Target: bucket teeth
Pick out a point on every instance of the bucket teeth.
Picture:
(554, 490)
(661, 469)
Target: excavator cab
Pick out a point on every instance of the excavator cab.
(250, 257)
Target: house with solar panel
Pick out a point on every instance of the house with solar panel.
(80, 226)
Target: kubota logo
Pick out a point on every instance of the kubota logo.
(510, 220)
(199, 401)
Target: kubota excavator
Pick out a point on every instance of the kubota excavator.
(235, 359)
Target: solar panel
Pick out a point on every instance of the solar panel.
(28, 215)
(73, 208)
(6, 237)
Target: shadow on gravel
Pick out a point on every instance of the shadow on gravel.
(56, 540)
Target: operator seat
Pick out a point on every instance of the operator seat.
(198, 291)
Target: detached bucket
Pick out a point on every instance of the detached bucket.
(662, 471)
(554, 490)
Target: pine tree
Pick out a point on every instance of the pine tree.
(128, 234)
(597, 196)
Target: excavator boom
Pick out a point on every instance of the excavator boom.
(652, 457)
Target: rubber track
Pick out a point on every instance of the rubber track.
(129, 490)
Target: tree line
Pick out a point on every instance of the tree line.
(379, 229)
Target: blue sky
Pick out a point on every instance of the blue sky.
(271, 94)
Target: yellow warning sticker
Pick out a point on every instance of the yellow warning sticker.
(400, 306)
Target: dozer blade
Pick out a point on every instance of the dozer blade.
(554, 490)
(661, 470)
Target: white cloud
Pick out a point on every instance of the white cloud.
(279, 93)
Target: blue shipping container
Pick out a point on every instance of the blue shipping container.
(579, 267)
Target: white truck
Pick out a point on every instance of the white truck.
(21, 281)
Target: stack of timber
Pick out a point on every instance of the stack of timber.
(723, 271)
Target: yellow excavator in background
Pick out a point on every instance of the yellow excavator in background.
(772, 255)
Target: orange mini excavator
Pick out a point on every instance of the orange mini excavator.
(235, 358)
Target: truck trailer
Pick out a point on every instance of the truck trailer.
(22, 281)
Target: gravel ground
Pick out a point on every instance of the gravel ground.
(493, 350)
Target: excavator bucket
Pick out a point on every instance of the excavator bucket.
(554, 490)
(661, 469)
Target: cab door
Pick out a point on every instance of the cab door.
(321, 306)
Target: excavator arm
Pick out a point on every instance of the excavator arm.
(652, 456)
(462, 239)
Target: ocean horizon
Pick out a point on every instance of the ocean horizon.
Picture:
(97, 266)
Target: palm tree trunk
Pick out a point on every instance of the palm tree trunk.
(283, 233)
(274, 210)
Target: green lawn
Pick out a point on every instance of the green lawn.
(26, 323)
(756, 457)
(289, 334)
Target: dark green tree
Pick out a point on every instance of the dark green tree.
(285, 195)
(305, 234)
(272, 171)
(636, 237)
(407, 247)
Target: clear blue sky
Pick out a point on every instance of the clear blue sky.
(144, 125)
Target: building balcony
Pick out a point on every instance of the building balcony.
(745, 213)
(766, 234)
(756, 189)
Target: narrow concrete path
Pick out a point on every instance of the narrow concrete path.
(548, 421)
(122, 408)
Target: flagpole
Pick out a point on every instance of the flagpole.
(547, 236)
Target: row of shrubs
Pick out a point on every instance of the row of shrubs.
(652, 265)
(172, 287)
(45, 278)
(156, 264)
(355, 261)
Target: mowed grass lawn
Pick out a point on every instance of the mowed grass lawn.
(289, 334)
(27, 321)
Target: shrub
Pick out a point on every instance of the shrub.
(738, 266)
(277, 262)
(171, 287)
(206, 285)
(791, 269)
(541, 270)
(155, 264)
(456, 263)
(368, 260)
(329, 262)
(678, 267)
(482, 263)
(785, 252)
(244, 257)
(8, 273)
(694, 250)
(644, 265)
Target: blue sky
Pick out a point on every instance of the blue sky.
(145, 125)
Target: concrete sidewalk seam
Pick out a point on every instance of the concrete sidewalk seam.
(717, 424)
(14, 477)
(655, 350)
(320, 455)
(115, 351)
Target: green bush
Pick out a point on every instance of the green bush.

:::

**Exercise directions**:
Count the lines above with the string "ocean"; report only that figure.

**Solution to the problem**:
2